The impression which may, at the first blush, be made by this case will be effaced by an attentive consideration of it. If the money collected was not due by law, the plaintiffs could have no right to receive it, and had, consequently, no cause of action against the defendant. The money sued for was not their money, but the money of the individuals from whom it had been unlawfully collected. The bond to collect and pay over this money to the receivergeneral was a bond to do an unlawful act. The contract would have been clearly against law. In giving his opinion on this subject, the chief justice said: "Looking at the condition of this bond, as it appears upon the record, I cannot say that, if the rates were collected without any authority, the collector could be called upon to pay them over, because he would be answerable to the individuals from whom he had received the money, and would be entitled to retain it for his own indemnity."

The case at bar is, in principle, entirely different from that of Nares and Pepys v. Rolles. This is not money obtained illegally from others, and, therefore, returnable to them, but is the money of the United States, drawn out of the treasury. The person holding it is not entitled "to retain it for his own indemnity," against the claims of others, for there are no others who can claim it. The justice of the case requires, I think, very clearly, that the defendants should be liable to the extent of their undertaking, and I do not think the principles of law discharge them from it.

I am, therefore, of opinion that the demurrer to this plea ought to be sustained, and that judgment on it be rendered for the plaintiffs.

KENDALL v. STOKES.

(3 Howard, 87-103. 1844.)

ERROR to the Circuit Court for the District of Columbia.
Opinion by TANEY, C. J.

---*---

Given task A =
Return every line of the records that contains the string "white". Case counts.
The text and the records have no connection to each other.

Entries supplied =
---*---

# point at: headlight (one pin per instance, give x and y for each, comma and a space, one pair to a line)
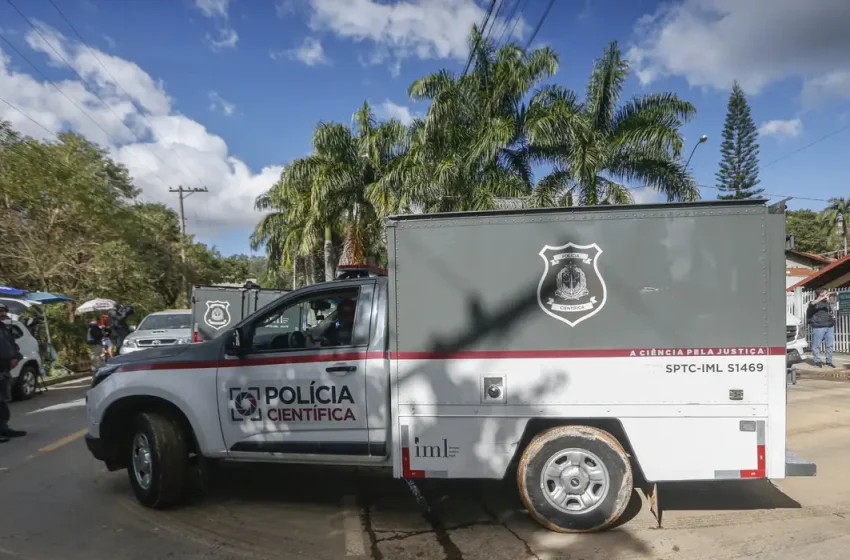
102, 373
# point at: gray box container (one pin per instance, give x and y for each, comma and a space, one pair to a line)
695, 275
214, 308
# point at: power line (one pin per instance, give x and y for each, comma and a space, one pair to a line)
505, 35
480, 35
772, 195
57, 88
115, 80
47, 130
807, 146
539, 24
85, 83
495, 19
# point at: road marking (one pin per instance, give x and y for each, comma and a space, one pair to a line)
64, 441
61, 406
78, 381
354, 545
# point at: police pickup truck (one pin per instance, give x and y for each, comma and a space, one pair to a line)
584, 351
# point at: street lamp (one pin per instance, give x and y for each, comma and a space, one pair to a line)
702, 140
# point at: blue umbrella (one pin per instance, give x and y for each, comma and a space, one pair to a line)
46, 298
9, 291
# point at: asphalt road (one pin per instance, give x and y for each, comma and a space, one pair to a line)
57, 502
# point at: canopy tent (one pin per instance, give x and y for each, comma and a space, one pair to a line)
11, 292
41, 298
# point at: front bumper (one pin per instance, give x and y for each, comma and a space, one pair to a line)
103, 452
795, 352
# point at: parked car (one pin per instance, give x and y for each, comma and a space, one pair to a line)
25, 374
164, 328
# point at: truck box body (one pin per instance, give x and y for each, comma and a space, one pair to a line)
215, 308
681, 317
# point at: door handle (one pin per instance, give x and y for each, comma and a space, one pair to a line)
340, 369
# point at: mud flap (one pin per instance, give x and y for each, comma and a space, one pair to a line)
655, 504
797, 466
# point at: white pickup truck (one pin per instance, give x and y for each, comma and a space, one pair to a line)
584, 351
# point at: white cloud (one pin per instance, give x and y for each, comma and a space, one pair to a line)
834, 84
427, 29
217, 102
227, 39
165, 148
310, 53
389, 110
644, 195
225, 36
790, 128
284, 7
713, 42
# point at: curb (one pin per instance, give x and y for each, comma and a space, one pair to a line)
837, 376
50, 381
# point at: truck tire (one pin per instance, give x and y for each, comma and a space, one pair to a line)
159, 460
575, 479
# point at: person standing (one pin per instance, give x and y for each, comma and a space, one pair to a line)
10, 355
821, 316
120, 328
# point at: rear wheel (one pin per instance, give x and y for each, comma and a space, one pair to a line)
25, 384
159, 460
575, 479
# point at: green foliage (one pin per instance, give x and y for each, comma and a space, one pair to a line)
837, 219
812, 234
70, 223
474, 150
738, 174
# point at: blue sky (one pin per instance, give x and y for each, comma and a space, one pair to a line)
231, 90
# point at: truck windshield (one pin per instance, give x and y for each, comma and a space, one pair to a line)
166, 321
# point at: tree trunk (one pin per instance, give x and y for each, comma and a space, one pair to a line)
329, 262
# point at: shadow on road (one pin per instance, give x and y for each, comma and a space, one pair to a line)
724, 495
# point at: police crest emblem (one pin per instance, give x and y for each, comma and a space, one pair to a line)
217, 315
571, 288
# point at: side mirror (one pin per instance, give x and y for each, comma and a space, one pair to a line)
240, 340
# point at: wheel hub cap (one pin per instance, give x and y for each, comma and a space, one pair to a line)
142, 461
575, 481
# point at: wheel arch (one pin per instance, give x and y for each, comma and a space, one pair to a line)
116, 424
613, 426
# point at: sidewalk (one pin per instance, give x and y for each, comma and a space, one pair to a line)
841, 372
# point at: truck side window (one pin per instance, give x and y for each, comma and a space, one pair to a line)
319, 320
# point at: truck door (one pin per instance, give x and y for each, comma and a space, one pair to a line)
302, 389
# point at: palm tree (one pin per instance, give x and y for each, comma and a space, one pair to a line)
596, 146
330, 192
837, 214
471, 148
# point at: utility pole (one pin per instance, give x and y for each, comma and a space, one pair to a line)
184, 193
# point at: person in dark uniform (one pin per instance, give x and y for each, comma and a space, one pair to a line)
10, 355
821, 316
341, 332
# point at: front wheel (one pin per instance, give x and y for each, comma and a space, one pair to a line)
26, 382
159, 460
575, 479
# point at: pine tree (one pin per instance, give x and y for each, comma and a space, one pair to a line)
738, 175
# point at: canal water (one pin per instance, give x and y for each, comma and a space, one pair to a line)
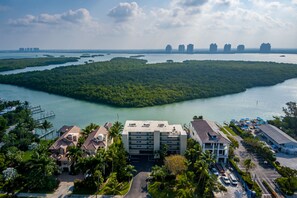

---*---

Given task B =
In the court opinion, what does the writer conclude should be done with the demurrer to the plea?

Task result A =
# point at: white pickup truck (one pin per instance, give x and y for each, comma and a space, one pair to a line)
# point at: white cloud (one pin per instance, give x and y for each, comma and a space, one pair to a line)

Task result B =
The demurrer ought to be sustained, and judgment on it rendered for the plaintiffs.